**REQUIRED TASKS**
1. In the vortex photon article, why does the double-slit diffraction of the UV radiation count as evidence that the radiation is made of vortex photons? Answer in one to three sentences.
2. Pick up the vortex photon article after its last sentence and continue it.

** START OF PAGE **

An elementary process, in which a relativistic electron radiates vortex photons carrying orbital angular momentum, has been discovered -- are vortex photons ubiquitous in the universe?
Researchers at IMS and their coworkers have shown theoretically and experimentally that a high energy electron in circular/spiral motion radiates vortex photons in the entire wavelength range from the radio-wave to the gamma-rays.
UV radiation from a relativistic electron beam is diffracted by a double-slit. In contrast to the normal light (left), the diffraction shows a deformation in the central part (right), indicating the existence of the phase singularity, which is a definite evidence of the vortex nature.
Credit: INSTITUTE FOR MOLECULAR SCIENCE
This greatly broadens application spectra of the vortex photons in the field of physical science. Moreover, the finding indicates that vortex photons are ubiquitous in the universe. It paves a way to a completely new research field, natural vortex photon science.
Light is a wave. As sometimes it is called an electromagnetic wave, electric and magnetic fields are oscillating and the oscillations are propagating in space. Normally, light has a plane wave front. In contrast, optical vortex possesses helical wave front and carries orbital angular momentum. Existence of such peculiar photons was theoretically predicted about 25 years ago.
Nowadays, such photons can be readily produced in laboratories by using special optical devises, although the wavelengths are limited in the vicinity of the visible light. Researchers are exploring their applications in nanotechnology, imaging and information/communication technologies. On the other hand, a natural elementary process which is capable of producing vortex photons has not been known, except for a few theoretical proposals that normal photons may be converted to vortex photons in a strong gravitational field around a rotating black hall or as passing through inhomogeneous interstellar media.
About 10 years ago, it was theoretically predicted that an undulator, a device widely used in modern synchrotron light sources, is capable of producing vortex photons in the X-ray range. This was experimentally confirmed several years later at a German synchrotron. However, a majority of significant characteristics of optical vortex generation has remained unverified.
Researchers at IMS and their coworkers theoretically investigated this process and have found that it is based on a more general and elementary process. They have shown that an electron in circular or spiral motion radiates vortex photons. Since this process is the basis of various important radiation processes in the astrophysics or the plasma physics, such as cyclotron radiation, synchrotron radiation or Compton scattering, it has been described in many textbooks or research papers.

** END OF PAGE **
** START OF DATASET CONTENT **

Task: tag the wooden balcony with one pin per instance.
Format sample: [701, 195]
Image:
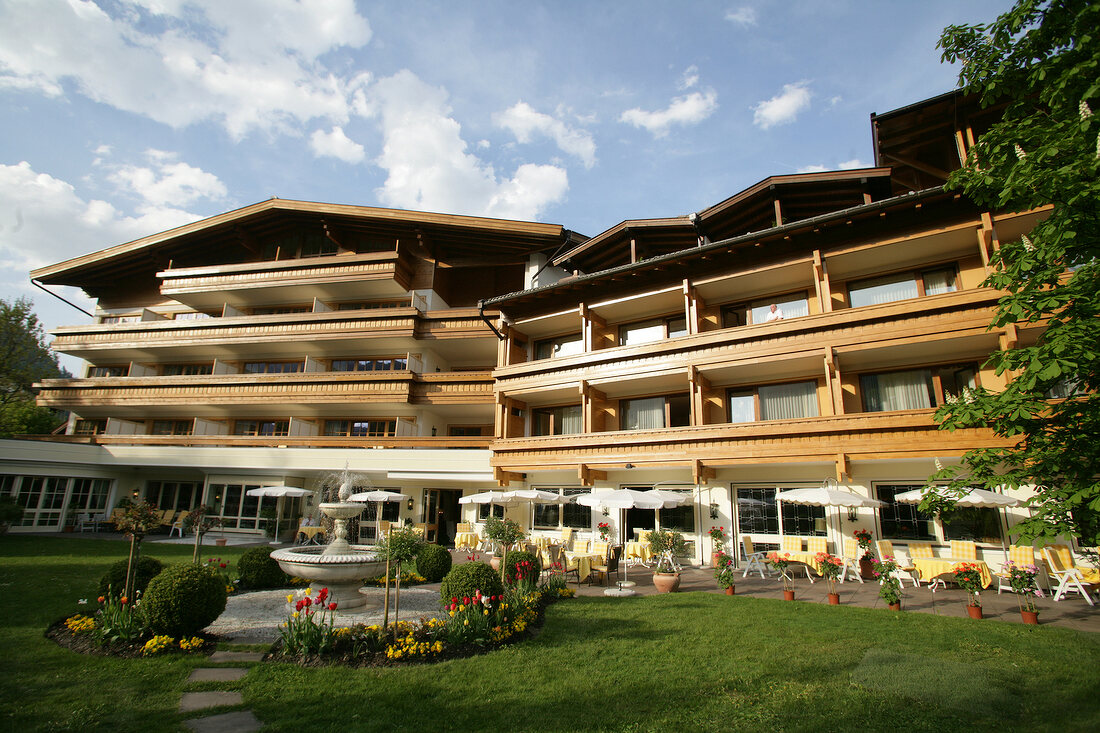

** END OF DATASET CONTENT **

**RESULTS FOR EACH TASK**
1. Unlike the pattern from normal light, the diffraction shows a deformation in its central part, which indicates a phase singularity. A phase singularity is definite evidence of the vortex nature of the radiation.

2.
However, so far, there has been no discussion on the vortex nature of this radiation. The wavelength of this radiation extends from the radio wave to the gamma-rays, depending on the physical condition. This new finding indicates that vortex photons are produced in various situations in the universe, in the entire wavelength range.
Furthermore, the researchers at IMS and their coworkers succeeded in a precise experimental observation of the undulator radiation from a synchrotron light source, UVSOR-III, for the first time (Figure). They observed the UV light emitted from an electron beam in spiral motion, and indicated that a special structure called phase singularity exists in the center of the photon beam from the undulator. Moreover, higher energy photons have been shown to carry larger angular momenta. These measurements definitely support the theoretical prediction.
Professor Masahiro Katoh (IMS) says "Vortex photons should be ubiquitous in the universe. What kind of role do they play in nature? Our achievement opens up a totally new research field."
This research was supported by the Grants-in-Aid for Scientific Research (KAKENHI) from the Japan Society for the Promotion of Science.
*1 Synchrotron Radiation
Electromagnetic waves radiated by high energy electrons in a magnetic field.
UVSOR-III is a synchrotron radiation facility providing high brightness UV and VUV radiations, located in IMS, Aichi Prefecture, Japan.
An undulator produces an alternating magnetic field and high energy electrons undergo sinusoidal or spiral motions and radiate monochromatic radiations.
Information of the paper: "Angular Momentum of Twisted Radiation from an Electron in Spiral Motion", Physical Review Letters,
"Helical Phase Structure of Radiation from an Electron in Circular Motion", Scientific Reports
Research Group: IMS (Institute for Molecular Science), Nagoya University, Hiroshima University, Muroran Institute of Technology, University of Tokyo, Saga Light Source, KEK (High Energy Accelerator Research Organization), AIST (National Institute of Advanced Industrial Science and Technology)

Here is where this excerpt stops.